SHORT PROBLEM: Locate each line below that contains the string "gets" and copy those lines out. Case counts.

DATA EXCERPTS:
* Start *

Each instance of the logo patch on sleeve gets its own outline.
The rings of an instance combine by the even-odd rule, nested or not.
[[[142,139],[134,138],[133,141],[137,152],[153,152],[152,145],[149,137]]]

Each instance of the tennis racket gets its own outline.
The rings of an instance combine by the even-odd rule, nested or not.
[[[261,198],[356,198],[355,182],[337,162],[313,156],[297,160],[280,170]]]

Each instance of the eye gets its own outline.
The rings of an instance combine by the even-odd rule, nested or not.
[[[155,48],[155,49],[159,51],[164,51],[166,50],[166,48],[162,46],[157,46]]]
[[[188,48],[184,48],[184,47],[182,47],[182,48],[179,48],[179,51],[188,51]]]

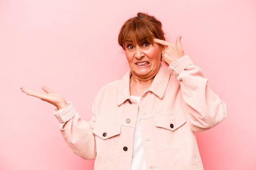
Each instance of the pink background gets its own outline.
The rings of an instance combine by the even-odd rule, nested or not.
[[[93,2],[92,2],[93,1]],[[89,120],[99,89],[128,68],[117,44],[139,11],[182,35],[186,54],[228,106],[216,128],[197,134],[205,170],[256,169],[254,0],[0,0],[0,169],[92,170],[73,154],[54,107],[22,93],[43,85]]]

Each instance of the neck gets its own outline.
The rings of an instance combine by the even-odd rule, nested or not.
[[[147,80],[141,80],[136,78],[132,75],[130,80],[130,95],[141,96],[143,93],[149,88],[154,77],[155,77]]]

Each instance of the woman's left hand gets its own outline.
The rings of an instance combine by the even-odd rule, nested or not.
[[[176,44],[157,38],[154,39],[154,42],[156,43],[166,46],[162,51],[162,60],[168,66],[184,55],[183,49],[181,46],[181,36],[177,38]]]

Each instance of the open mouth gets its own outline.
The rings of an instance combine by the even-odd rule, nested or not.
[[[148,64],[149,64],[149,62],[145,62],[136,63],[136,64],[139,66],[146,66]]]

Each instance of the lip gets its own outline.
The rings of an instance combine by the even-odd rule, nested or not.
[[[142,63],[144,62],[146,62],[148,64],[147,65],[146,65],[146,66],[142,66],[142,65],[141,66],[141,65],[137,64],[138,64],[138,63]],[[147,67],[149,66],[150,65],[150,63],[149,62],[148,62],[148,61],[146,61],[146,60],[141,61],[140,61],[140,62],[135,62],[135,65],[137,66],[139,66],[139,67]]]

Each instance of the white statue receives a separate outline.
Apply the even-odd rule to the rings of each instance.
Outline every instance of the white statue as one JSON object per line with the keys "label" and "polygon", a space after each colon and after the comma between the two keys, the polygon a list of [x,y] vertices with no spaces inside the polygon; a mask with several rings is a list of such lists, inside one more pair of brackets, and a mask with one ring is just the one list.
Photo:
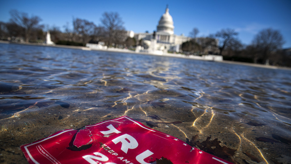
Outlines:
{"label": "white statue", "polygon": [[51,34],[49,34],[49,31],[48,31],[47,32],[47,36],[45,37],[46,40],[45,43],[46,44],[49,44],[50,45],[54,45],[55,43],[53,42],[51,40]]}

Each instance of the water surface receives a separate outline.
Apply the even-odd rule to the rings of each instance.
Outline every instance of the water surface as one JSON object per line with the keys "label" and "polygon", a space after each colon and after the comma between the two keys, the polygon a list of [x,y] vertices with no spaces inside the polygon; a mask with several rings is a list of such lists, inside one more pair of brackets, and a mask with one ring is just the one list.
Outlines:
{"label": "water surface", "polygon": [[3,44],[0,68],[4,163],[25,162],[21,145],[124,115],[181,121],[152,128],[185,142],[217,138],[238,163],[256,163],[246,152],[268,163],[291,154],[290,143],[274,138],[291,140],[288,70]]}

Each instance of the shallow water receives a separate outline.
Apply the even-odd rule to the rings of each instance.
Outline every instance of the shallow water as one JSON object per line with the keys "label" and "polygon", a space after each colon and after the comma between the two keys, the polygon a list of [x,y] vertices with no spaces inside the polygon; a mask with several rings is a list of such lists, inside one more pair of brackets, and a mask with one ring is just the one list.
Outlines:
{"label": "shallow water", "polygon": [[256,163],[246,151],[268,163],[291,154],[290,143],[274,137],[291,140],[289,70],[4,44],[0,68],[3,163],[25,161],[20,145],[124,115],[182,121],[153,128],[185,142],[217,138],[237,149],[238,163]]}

* End *
* Start *

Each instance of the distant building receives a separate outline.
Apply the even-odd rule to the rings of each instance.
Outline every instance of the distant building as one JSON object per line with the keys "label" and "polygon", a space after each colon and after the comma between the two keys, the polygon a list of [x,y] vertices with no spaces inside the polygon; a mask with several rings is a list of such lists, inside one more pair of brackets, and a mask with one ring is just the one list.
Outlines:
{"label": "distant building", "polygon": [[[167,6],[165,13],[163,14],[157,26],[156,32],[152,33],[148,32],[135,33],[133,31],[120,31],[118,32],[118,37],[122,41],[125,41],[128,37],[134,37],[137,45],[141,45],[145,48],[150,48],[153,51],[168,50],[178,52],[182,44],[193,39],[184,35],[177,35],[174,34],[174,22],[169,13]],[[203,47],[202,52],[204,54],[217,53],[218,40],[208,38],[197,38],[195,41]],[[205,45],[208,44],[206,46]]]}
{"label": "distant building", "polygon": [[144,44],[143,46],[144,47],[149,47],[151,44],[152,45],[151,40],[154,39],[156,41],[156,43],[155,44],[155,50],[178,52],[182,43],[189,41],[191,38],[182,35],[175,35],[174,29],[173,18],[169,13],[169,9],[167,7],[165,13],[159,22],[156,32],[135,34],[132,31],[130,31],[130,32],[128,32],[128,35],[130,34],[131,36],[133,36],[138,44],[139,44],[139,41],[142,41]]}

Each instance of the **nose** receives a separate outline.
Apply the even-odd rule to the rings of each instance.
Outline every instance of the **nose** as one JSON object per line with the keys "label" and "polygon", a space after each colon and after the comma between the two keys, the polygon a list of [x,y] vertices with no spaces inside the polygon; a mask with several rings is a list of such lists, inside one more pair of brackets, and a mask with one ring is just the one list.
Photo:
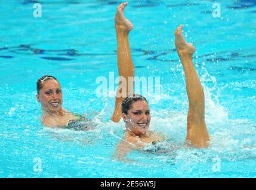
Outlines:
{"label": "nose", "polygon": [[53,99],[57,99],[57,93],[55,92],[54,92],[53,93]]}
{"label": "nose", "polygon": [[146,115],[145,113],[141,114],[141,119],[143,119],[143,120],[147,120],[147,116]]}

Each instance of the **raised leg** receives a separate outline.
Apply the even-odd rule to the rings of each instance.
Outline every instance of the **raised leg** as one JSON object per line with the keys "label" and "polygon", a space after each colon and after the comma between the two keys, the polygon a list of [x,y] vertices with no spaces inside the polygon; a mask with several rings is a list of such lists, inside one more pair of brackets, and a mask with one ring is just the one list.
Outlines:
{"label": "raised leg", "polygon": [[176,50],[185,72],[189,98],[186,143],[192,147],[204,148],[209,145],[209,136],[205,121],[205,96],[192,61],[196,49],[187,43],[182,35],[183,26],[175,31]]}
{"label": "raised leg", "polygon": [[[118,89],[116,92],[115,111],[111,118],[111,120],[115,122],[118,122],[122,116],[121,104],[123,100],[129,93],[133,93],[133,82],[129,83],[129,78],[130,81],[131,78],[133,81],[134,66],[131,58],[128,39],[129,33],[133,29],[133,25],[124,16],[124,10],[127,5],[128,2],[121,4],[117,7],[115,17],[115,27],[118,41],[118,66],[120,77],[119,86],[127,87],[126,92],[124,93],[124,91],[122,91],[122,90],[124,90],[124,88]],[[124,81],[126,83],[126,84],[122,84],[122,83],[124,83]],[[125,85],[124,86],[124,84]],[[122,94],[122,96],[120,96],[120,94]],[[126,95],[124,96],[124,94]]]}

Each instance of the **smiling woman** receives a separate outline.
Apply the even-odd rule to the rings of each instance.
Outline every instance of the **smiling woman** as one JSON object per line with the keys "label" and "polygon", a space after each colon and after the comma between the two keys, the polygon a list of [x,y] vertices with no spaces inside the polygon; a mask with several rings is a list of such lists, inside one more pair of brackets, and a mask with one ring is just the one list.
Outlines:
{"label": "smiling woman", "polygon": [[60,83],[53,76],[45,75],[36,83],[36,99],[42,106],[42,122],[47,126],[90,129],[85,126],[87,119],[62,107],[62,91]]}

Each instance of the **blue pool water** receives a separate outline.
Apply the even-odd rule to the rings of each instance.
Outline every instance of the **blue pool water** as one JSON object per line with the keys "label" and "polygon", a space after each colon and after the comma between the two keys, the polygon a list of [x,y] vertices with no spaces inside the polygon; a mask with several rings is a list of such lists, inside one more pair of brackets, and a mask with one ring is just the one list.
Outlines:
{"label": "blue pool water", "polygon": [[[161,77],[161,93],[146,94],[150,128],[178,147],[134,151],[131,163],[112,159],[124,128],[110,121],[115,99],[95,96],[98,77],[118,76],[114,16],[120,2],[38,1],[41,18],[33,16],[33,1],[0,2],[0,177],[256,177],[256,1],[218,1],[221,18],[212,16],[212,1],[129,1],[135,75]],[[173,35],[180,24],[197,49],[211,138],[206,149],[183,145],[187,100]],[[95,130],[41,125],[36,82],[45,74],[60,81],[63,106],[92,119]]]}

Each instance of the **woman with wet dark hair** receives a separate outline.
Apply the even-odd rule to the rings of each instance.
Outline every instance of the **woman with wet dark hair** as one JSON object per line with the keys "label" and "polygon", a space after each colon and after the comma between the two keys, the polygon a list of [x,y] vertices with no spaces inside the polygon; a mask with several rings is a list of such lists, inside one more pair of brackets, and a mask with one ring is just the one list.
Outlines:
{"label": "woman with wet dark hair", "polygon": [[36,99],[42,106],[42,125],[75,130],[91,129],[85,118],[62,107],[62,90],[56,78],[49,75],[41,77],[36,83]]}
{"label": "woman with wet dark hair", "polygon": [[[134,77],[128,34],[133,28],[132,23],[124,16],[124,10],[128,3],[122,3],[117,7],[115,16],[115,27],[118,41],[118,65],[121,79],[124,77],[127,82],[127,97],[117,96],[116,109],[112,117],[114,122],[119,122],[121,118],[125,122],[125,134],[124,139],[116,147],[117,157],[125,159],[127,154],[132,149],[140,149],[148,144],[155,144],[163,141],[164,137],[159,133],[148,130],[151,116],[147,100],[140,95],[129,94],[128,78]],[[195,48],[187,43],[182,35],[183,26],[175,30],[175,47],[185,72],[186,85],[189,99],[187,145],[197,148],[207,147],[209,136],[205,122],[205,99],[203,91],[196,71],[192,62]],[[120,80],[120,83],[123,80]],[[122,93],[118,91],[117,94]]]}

* End *

FULL RESPONSE:
Each instance of the logo patch on sleeve gets its own outline.
Each instance of the tennis racket gets its own outline.
Each instance of the eye gets its own outline.
Each instance of the pink background gets its own outline.
Each instance of the neck gets its own outline.
Each instance of the woman's left hand gets its own outline.
Each instance of the open mouth gets its own outline.
Each instance of the lip gets its own outline.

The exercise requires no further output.